### Information given

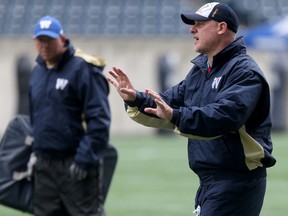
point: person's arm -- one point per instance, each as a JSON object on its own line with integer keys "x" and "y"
{"x": 94, "y": 95}
{"x": 231, "y": 109}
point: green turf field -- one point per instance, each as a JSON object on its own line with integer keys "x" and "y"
{"x": 153, "y": 178}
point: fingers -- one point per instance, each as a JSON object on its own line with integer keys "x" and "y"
{"x": 153, "y": 94}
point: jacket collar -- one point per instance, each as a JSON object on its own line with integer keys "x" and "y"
{"x": 64, "y": 58}
{"x": 235, "y": 48}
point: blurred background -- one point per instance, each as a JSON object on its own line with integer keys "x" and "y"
{"x": 146, "y": 38}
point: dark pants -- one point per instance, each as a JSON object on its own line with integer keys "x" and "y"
{"x": 231, "y": 197}
{"x": 58, "y": 194}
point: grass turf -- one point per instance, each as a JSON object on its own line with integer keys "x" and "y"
{"x": 152, "y": 178}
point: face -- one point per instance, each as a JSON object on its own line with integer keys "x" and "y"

######

Aim of the task >>
Return the material above exactly; the images stay out.

Result of this exercise >>
point: person's arm -- one point per instance, each as a JSON object on its own line with integer keys "x" and "y"
{"x": 94, "y": 95}
{"x": 231, "y": 109}
point: green turf field -- one point per instance, each as a JSON object on its own line with integer keys "x" and "y"
{"x": 153, "y": 178}
point: fingers -- one point per instance, each as a JSON object on its own line with integer keys "x" and "y"
{"x": 153, "y": 94}
point: jacket collar -- one point per instance, each as a JSON object on its own line with integer keys "x" and "y"
{"x": 64, "y": 58}
{"x": 235, "y": 48}
point: blurred background -- one point per instance, each as a JSON object on its own line with integer keys "x" and "y"
{"x": 146, "y": 38}
point: dark pants -- one point per instance, each as a JSON object on its own line with integer keys "x" and "y"
{"x": 231, "y": 197}
{"x": 58, "y": 194}
point: grass turf -- one point per instance, each as a JSON object on its own line with integer keys "x" and "y"
{"x": 152, "y": 178}
point: face -- one point per instance, each as a JSON object on its own line with integer keys "x" and "y"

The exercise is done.